Set task » Locate every line in the records below that contains the word "hillside" and copy each of those lines.

[Start of Dataset rows]

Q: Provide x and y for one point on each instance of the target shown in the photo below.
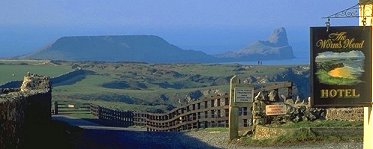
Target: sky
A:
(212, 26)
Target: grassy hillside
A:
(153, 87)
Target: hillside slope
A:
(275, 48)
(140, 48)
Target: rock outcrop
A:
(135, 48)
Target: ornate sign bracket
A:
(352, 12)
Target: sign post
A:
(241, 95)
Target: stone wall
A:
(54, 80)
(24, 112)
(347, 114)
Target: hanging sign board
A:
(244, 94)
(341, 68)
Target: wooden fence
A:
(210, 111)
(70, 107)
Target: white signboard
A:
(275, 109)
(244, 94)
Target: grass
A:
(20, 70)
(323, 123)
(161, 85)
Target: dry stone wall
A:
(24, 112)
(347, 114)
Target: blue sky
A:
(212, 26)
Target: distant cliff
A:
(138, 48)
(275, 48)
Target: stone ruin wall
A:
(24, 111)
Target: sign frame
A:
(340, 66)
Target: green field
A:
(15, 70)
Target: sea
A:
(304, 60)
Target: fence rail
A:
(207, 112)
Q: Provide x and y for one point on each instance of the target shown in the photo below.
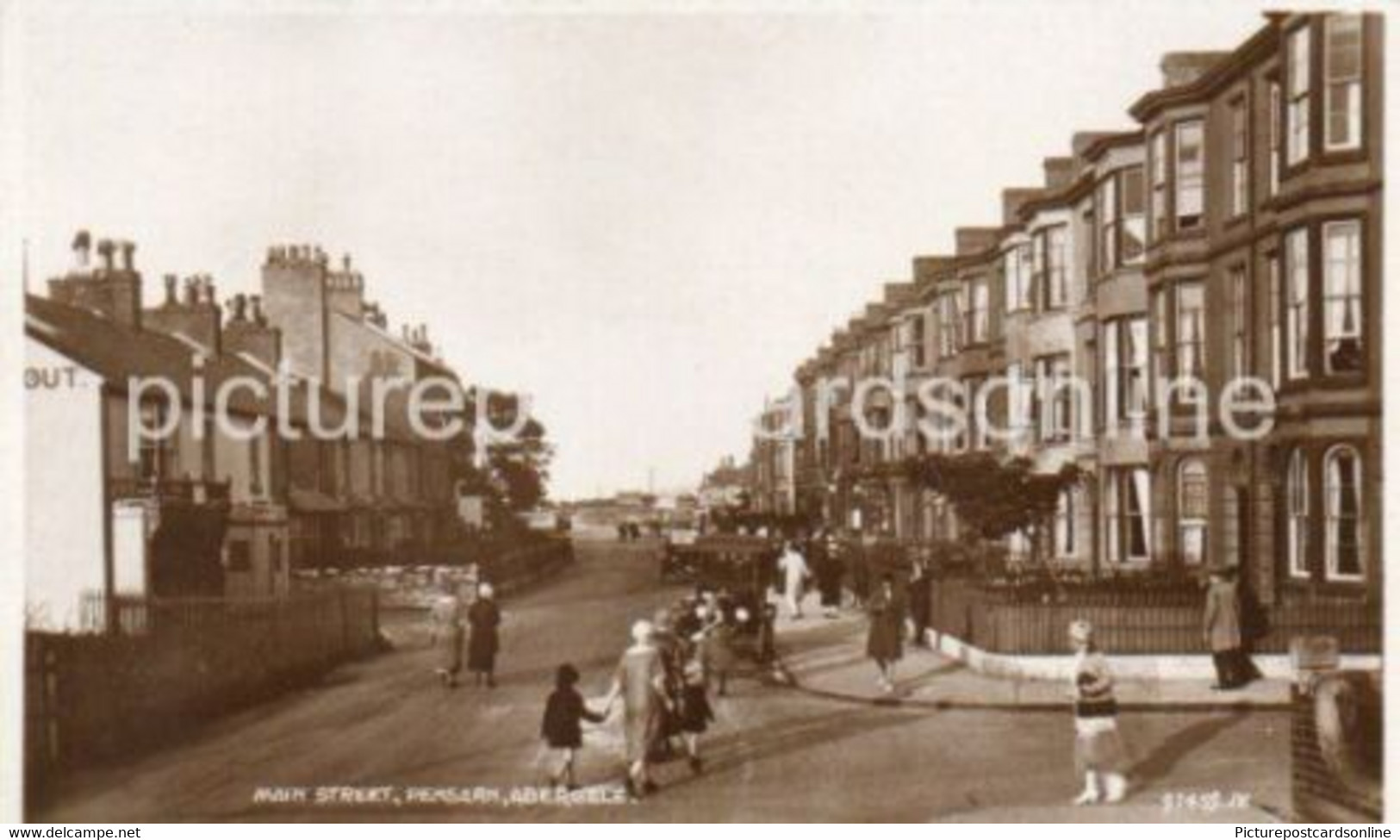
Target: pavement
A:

[End of Dataset rows]
[Start of Dataset rows]

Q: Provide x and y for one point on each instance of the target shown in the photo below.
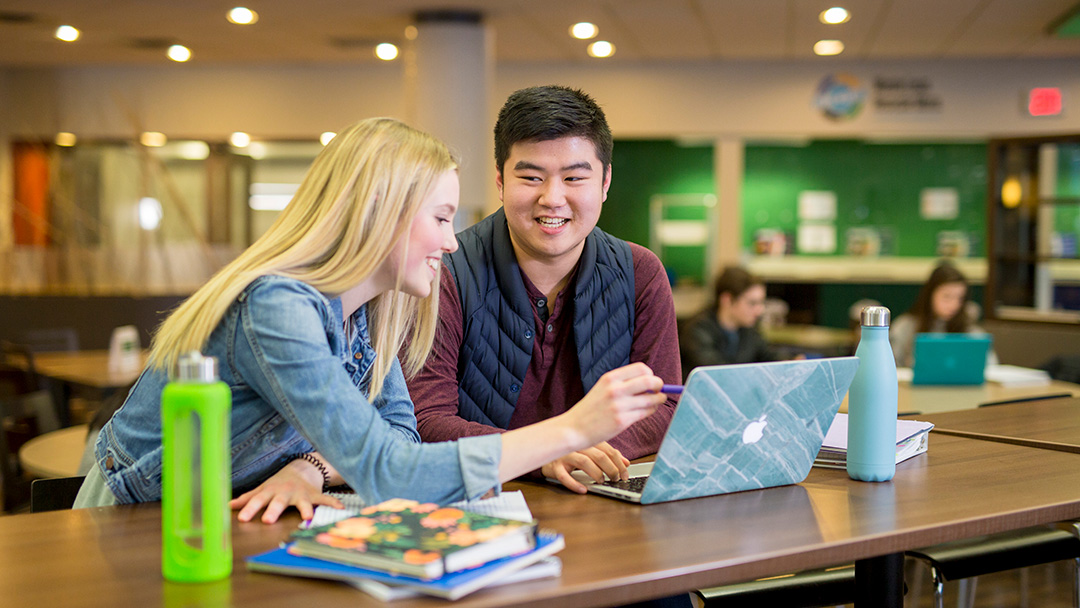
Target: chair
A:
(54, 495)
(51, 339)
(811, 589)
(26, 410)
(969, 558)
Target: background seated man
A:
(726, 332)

[End of Dataset rows]

Problem solution »
Target: grassy hillside
Target: hillside slope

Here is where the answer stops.